• _Page extract_:
# # #

Rajion Neal - Neal's talent is undeniable. He brings size at 210 pounds and speed to the running back position that head coach Derek Dooley covets. After two early-season fumbles last year and the season-ending injury to Justin Hunter, Neal was moved to receiver. The Georgia native returned to the backfield this spring, in part at his request, and for half of spring, looked like he might run away with the job. Neal rushed for over 100 yards in the first spring scrimmage, but he finished the spring with continued ball security issues leaving some doubt as to how much he can be counted on this fall. Earning the trust of his coaches is Neal's priority.
Devrin Young - By the numbers, Young had the most consistent spring of all the running backs. Young was a huge weapon out of the backfield as a receiver as well as a carrying the ball. The sophomore is as dynamic as any player on the Vols roster. He's quick and elusive and explosive. What he's not is big and that's the continued question surrounding Young. Is he durable enough to really play full-time running back in the SEC? Is he more of a specialty player? The biggest summer challenge for Young might not be Young's; it might be to Jim Chaney and Derek Dooley to design the best plan to maximize Young's ability on the field. For Young, it's mostly about adding some size and preparing his body for the grind of a season in the SEC. However, even as explosive as he was in the spring, he was still tackled several times in the open field. That's an area he can continue to improve on as well.

# # #

• _Data shown_:

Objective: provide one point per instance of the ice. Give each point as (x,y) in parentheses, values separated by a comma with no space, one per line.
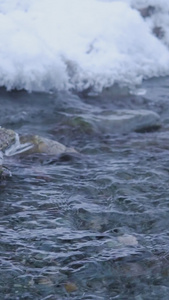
(78,44)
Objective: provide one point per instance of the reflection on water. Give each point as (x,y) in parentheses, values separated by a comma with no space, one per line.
(87,226)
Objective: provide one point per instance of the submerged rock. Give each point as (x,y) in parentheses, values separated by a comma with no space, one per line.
(44,145)
(7,138)
(124,121)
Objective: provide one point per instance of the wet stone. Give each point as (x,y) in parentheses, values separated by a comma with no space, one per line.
(44,145)
(7,138)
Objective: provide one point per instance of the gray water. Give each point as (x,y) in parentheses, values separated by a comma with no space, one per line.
(63,219)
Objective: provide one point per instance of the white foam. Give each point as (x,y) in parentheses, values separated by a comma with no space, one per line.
(62,44)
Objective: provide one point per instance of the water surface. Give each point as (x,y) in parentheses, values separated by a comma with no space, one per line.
(63,219)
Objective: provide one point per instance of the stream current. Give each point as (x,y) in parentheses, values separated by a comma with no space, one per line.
(93,225)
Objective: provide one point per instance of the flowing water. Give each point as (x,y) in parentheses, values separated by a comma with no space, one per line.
(93,225)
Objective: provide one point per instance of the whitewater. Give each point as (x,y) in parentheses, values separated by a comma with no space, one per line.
(48,45)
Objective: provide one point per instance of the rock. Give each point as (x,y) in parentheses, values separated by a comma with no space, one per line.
(7,138)
(44,145)
(124,121)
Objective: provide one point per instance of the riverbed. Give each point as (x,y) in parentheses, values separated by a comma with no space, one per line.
(92,225)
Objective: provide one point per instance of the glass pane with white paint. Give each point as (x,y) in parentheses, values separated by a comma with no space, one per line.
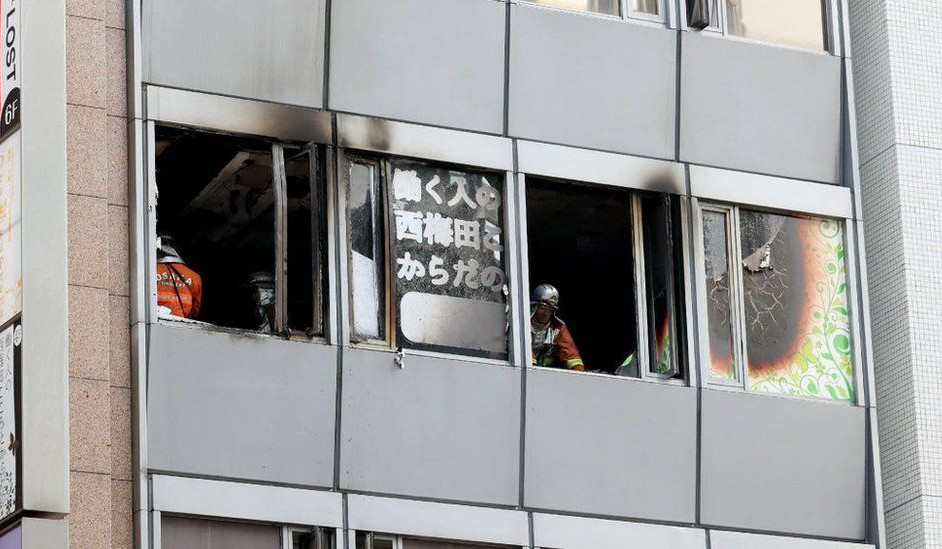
(799,23)
(450,286)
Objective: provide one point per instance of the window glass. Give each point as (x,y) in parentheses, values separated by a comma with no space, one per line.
(319,538)
(415,543)
(659,276)
(610,7)
(302,239)
(717,271)
(187,533)
(580,242)
(795,300)
(367,255)
(216,229)
(448,248)
(645,6)
(793,22)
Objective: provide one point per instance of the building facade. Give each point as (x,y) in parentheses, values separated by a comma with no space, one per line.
(897,56)
(273,288)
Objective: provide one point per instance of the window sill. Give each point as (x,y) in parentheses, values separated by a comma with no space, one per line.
(178,322)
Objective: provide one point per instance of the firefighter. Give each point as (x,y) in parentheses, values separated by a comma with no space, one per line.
(262,285)
(553,345)
(179,288)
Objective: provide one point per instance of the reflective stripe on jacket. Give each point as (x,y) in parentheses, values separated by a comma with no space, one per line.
(558,349)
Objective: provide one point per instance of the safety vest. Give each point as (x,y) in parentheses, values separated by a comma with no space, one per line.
(179,289)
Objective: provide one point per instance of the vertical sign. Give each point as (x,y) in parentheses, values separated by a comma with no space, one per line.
(9,52)
(11,277)
(11,281)
(11,339)
(449,259)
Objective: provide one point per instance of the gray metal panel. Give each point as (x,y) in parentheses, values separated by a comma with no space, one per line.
(720,539)
(749,189)
(271,50)
(437,520)
(426,142)
(239,406)
(609,446)
(760,108)
(600,167)
(45,382)
(228,114)
(39,533)
(592,82)
(587,533)
(442,429)
(426,61)
(783,465)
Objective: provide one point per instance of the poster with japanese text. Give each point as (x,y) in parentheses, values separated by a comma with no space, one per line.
(448,253)
(11,281)
(10,346)
(10,77)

# # #

• _Activity list_:
1) List every person named in the running back profiles.
2) Write out the portion of the running back profiles that starts with the words containing "Devrin Young - By" and finishes with "on as well.", copying it word for word.
3) Decide whether each statement agrees with the running back profiles, answering yes or no and quoting the words that settle it: (a) Neal weighs 210 pounds. (b) Neal's return to the backfield came entirely at his coaches' insistence. (c) Young is a senior.

• _Answers to the exercises_:
1) Rajion Neal, Derek Dooley, Justin Hunter, Devrin Young, Jim Chaney

2)
Devrin Young - By the numbers, Young had the most consistent spring of all the running backs. Young was a huge weapon out of the backfield as a receiver as well as a carrying the ball. The sophomore is as dynamic as any player on the Vols roster. He's quick and elusive and explosive. What he's not is big and that's the continued question surrounding Young. Is he durable enough to really play full-time running back in the SEC? Is he more of a specialty player? The biggest summer challenge for Young might not be Young's; it might be to Jim Chaney and Derek Dooley to design the best plan to maximize Young's ability on the field. For Young, it's mostly about adding some size and preparing his body for the grind of a season in the SEC. However, even as explosive as he was in the spring, he was still tackled several times in the open field. That's an area he can continue to improve on as well.

3)
(a) Yes: "He brings size at 210 pounds"
(b) No: "in part at his request"
(c) No: "The sophomore is as dynamic as any player on the Vols roster."